▶ **What you are asked to do**
Your job is to set down the stretch of entries that opens with the line containing "Objective: locate each instance of the stool" and closes with the line containing "Objective: locate each instance of the braided". Keep both end lines, copy each exactly, and add nothing.

▶ **Provided information**
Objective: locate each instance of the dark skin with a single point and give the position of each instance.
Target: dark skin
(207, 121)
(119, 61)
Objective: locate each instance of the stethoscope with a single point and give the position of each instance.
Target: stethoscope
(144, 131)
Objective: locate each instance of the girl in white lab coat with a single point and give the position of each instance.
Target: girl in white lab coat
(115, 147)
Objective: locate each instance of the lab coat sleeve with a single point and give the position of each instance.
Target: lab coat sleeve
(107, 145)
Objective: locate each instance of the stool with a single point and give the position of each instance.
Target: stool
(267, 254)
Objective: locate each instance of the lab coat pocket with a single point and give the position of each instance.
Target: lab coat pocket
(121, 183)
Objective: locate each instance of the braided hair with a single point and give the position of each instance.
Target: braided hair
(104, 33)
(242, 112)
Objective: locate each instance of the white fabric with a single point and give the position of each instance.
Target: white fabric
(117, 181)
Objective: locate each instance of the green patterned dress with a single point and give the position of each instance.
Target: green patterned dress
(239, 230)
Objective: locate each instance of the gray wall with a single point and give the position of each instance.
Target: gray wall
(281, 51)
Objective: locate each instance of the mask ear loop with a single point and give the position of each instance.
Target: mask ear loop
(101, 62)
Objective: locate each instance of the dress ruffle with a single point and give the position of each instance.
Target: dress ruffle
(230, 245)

* * *

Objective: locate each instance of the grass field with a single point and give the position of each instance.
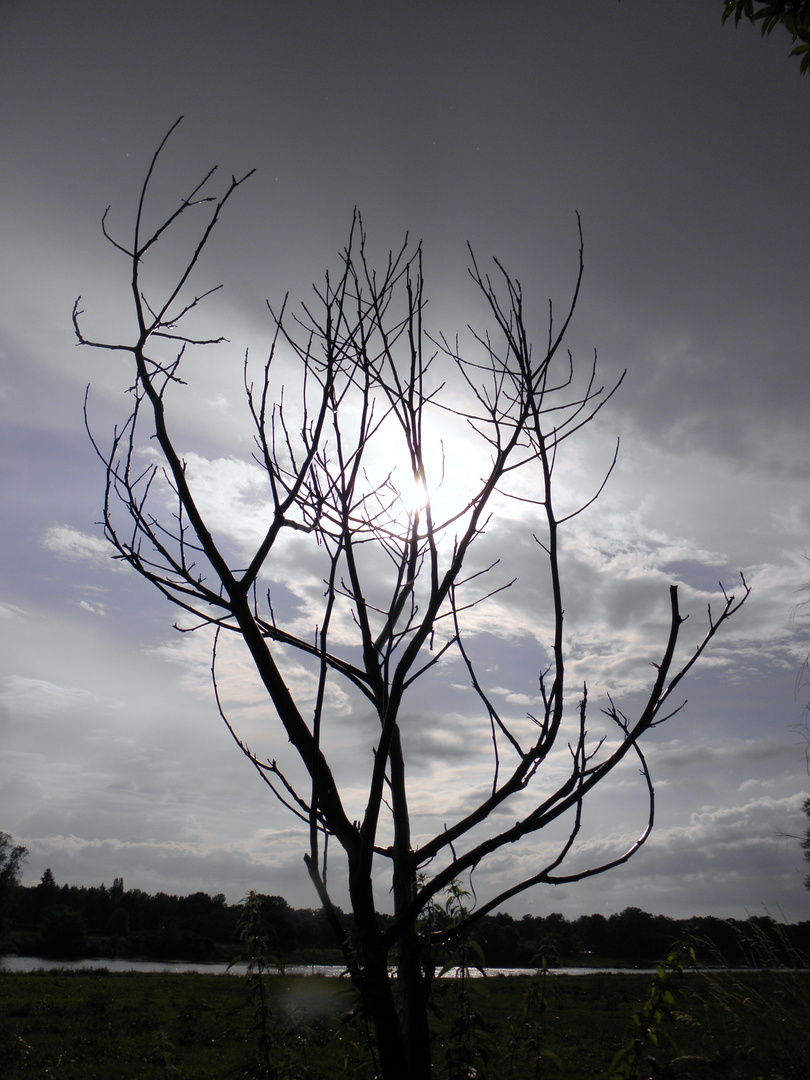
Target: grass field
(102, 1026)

▶ **Your solution**
Objective: locate each instance of the stool with a single point and give the position of each instance.
Target: stool
(267, 254)
Objective: locate each instance of the lab coat pocket with a single point and give the position of each instance.
Target: lab coat pocket
(121, 183)
Objective: locate each instance of the braided hair with a single point and give the position of each instance.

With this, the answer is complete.